### TASK REQUIREMENTS
Take the entries below and print all of them exactly, please.

================

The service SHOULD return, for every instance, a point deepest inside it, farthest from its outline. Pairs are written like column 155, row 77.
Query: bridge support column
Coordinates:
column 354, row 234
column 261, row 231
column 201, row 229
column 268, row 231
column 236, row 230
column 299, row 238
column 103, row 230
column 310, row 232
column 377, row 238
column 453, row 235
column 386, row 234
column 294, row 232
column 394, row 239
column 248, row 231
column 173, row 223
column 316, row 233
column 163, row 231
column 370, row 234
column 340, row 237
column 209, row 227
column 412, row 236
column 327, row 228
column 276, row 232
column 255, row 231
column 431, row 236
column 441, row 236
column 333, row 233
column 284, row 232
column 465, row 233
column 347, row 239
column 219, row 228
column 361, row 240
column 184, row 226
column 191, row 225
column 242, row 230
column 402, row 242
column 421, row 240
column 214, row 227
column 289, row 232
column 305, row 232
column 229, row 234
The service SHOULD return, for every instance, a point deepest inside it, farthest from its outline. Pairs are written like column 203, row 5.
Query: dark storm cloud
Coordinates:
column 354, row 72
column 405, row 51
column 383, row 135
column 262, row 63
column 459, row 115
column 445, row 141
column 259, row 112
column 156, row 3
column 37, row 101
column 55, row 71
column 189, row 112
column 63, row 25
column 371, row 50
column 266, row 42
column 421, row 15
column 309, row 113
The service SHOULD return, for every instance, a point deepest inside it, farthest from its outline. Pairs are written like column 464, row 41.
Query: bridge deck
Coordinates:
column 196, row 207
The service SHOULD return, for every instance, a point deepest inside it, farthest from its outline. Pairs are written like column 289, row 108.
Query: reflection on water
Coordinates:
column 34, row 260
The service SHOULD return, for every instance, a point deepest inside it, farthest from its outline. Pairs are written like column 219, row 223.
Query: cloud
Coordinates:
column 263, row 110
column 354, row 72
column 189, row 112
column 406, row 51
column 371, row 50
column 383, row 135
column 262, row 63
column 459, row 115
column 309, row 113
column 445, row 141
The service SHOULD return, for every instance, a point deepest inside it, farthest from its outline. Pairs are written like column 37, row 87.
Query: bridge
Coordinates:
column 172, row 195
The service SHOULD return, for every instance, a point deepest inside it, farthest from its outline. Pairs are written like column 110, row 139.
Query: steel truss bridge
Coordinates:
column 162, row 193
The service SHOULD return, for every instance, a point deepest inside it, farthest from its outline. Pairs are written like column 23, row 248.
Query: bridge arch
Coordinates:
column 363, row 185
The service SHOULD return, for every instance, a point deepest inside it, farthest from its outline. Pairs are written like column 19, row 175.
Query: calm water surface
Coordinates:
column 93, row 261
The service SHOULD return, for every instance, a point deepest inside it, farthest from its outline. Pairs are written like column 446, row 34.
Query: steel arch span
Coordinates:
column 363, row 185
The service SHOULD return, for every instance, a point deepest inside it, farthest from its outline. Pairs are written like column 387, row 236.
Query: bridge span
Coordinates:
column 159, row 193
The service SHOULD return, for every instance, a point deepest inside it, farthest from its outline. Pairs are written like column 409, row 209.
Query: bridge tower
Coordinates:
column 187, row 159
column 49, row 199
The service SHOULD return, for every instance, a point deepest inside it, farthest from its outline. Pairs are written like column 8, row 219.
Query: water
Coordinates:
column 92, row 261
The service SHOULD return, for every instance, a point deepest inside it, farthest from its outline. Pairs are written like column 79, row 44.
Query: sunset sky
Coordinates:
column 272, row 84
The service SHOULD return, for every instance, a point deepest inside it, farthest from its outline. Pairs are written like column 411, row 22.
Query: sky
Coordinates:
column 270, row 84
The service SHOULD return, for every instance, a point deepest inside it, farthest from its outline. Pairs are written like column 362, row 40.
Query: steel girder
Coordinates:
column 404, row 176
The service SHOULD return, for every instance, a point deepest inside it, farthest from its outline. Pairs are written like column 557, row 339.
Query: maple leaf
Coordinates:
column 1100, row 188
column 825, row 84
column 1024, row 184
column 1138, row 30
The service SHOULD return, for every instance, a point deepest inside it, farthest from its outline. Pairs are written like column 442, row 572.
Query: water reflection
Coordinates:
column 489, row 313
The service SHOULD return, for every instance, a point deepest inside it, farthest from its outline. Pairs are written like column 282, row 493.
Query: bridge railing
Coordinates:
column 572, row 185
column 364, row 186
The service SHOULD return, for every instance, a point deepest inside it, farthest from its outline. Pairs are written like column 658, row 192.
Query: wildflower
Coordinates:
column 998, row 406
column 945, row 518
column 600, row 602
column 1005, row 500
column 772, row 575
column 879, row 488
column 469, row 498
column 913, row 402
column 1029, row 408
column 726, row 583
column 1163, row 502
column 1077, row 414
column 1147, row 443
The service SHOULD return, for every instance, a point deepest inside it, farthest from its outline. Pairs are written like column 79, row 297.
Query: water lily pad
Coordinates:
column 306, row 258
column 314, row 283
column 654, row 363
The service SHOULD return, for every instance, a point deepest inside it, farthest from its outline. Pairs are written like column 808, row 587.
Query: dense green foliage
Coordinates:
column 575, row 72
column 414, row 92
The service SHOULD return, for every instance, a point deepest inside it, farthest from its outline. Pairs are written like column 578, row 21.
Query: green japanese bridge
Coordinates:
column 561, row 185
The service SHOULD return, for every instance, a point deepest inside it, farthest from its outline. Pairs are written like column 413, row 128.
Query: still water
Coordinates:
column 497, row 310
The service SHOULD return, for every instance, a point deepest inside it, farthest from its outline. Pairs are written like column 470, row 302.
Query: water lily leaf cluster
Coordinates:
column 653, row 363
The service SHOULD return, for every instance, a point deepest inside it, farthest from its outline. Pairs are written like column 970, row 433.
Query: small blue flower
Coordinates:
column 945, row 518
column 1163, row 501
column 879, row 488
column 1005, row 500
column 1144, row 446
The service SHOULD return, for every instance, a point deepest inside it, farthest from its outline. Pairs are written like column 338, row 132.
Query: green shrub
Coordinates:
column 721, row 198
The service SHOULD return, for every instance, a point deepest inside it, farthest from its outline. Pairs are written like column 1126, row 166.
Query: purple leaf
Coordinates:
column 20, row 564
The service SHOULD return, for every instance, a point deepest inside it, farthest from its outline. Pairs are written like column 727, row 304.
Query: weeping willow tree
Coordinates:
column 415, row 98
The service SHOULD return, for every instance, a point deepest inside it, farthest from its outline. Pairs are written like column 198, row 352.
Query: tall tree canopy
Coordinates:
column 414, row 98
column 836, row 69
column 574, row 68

================

### TASK SOLUTION
The service SHOULD return, for every instance, a point deepest inside it, farthest from its outline. Pairs are written like column 155, row 77.
Query: bridge support column
Coordinates:
column 354, row 234
column 261, row 231
column 201, row 229
column 268, row 231
column 236, row 230
column 299, row 238
column 103, row 230
column 310, row 232
column 377, row 238
column 453, row 235
column 386, row 234
column 294, row 232
column 394, row 239
column 248, row 231
column 173, row 223
column 316, row 233
column 163, row 231
column 370, row 234
column 340, row 237
column 209, row 227
column 412, row 236
column 327, row 228
column 276, row 232
column 255, row 231
column 431, row 236
column 441, row 236
column 333, row 233
column 284, row 232
column 465, row 233
column 347, row 239
column 219, row 228
column 361, row 240
column 184, row 226
column 191, row 225
column 242, row 230
column 402, row 242
column 421, row 240
column 214, row 227
column 289, row 232
column 305, row 232
column 229, row 234
The service SHOULD return, for every instance, a point deepest inside it, farthest from its outline. Pairs are written like column 203, row 5.
Query: dark storm cloud
Coordinates:
column 354, row 72
column 405, row 51
column 383, row 135
column 262, row 63
column 459, row 115
column 445, row 141
column 259, row 112
column 156, row 3
column 37, row 101
column 55, row 71
column 189, row 112
column 63, row 25
column 371, row 50
column 266, row 42
column 421, row 15
column 309, row 113
The service SHOULD return, for every instance, a point deepest inside it, farthest from its outline. Pairs are written like column 464, row 41.
Query: bridge deck
Coordinates:
column 196, row 207
The service SHOULD return, for every instance, a point deepest inside it, farthest from its outline. Pairs are written like column 289, row 108.
Query: reflection on water
Coordinates:
column 34, row 260
The service SHOULD return, for every instance, a point deepest inside it, farthest from its outline. Pairs are written like column 219, row 223.
Query: cloud
Coordinates:
column 263, row 110
column 354, row 72
column 189, row 112
column 406, row 51
column 371, row 50
column 383, row 135
column 262, row 63
column 459, row 115
column 309, row 113
column 445, row 141
The service SHOULD return, for every instance, a point deepest inside it, farthest from its outline. Pairs are written like column 37, row 87.
Query: bridge
Coordinates:
column 172, row 195
The service SHOULD return, for every instance, a point deepest inside it, farthest from its outline. Pairs are written like column 110, row 139.
Query: steel truss bridge
Coordinates:
column 162, row 193
The service SHOULD return, for every instance, a point deepest inside it, farthest from its outline. Pairs are written like column 23, row 248.
Query: bridge arch
Coordinates:
column 363, row 185
The service SHOULD return, for every instance, a point deepest inside it, farthest from its outline. Pairs are written like column 19, row 175.
Query: calm water surface
Coordinates:
column 93, row 261
The service SHOULD return, for every instance, a point deepest inside it, farthest from its outline. Pairs are written like column 446, row 34.
Query: steel arch span
Coordinates:
column 363, row 185
The service SHOULD return, for every instance, a point deepest inside it, farthest from its outline. Pairs are written like column 387, row 236.
Query: bridge span
Coordinates:
column 159, row 193
The service SHOULD return, for every instance, a point deepest inside it, farthest from its outline. Pairs are written like column 409, row 209.
Query: bridge tower
Coordinates:
column 187, row 159
column 49, row 199
The service SHOULD return, for every instance, a point deepest inside it, farthest from its outline. Pairs are written like column 8, row 219.
Query: water
Coordinates:
column 92, row 261
The service SHOULD return, for every instance, a point deepest inside it, farthest from its outline. Pairs are written like column 79, row 44.
Query: sunset sky
Coordinates:
column 272, row 84
The service SHOULD return, for every instance, a point deepest inside it, farthest from its outline. Pairs are written like column 411, row 22.
Query: sky
Coordinates:
column 270, row 84
The service SHOULD return, for every instance, a point deepest inside it, farthest from its outline. Pairs are written like column 362, row 40.
Query: steel girder
Coordinates:
column 404, row 176
The service SHOULD return, for every instance, a point deepest inside it, farthest from its outline. Pairs are written like column 557, row 339.
Query: maple leaf
Coordinates:
column 1100, row 188
column 825, row 84
column 1024, row 184
column 1138, row 30
The service SHOULD return, for every instance, a point deepest inside it, farthest from its outline. Pairs are written like column 442, row 572.
Query: water reflection
Coordinates:
column 489, row 313
The service SHOULD return, for every instance, a point deepest inside it, farthest from its outline. Pairs are written like column 282, row 493.
Query: bridge railing
Coordinates:
column 572, row 185
column 364, row 186
The service SHOULD return, for every instance, a point deepest inside it, farthest from its outline. Pairs are written like column 658, row 192.
Query: wildflower
Coordinates:
column 998, row 406
column 945, row 518
column 600, row 602
column 1005, row 500
column 772, row 575
column 879, row 488
column 469, row 498
column 913, row 402
column 1029, row 408
column 726, row 583
column 1163, row 502
column 1077, row 414
column 1147, row 443
The service SHOULD return, for every instance, a point deepest inside it, farthest from its outline. Pairs are written like column 79, row 297.
Query: water lily pad
Coordinates:
column 306, row 258
column 314, row 283
column 654, row 363
The service SHOULD return, for every instance, a point deepest inside it, farthest from its outline. Pairs are written like column 808, row 587.
Query: dense green foliage
Coordinates:
column 575, row 72
column 414, row 92
The service SHOULD return, for every instance, a point deepest inside it, farthest from its outline. Pairs are written like column 578, row 21.
Query: green japanese bridge
Coordinates:
column 561, row 185
The service SHOULD return, for every instance, a point deepest inside it, farthest from its outline. Pairs are written like column 413, row 128.
Query: still water
Coordinates:
column 497, row 310
The service SHOULD return, for every instance, a point deepest inside it, farthest from its outline. Pairs are written like column 470, row 302.
Query: water lily leaf cluster
Coordinates:
column 653, row 363
The service SHOULD return, for every instance, a point deepest inside it, farthest from its outline. Pairs are written like column 970, row 433.
Query: small blue flower
Coordinates:
column 945, row 518
column 1163, row 501
column 879, row 488
column 1005, row 500
column 1144, row 446
The service SHOULD return, for every instance, a point deepest inside it, farthest from its outline. Pairs are written like column 338, row 132.
Query: green shrub
Coordinates:
column 721, row 198
The service SHOULD return, for every instance, a point deepest inside it, farthest from its outline. Pairs are written like column 1126, row 166.
Query: purple leaf
Coordinates:
column 20, row 564
The service SHOULD return, for every instance, a point deepest inside it, farthest from its outline. Pairs are written like column 727, row 304.
Query: weeping willow tree
Coordinates:
column 415, row 98
The service SHOULD return, for every instance, a point deepest inside it, farthest from its outline. Pairs are written like column 198, row 352.
Query: tall tree canopy
Coordinates:
column 414, row 98
column 836, row 69
column 574, row 68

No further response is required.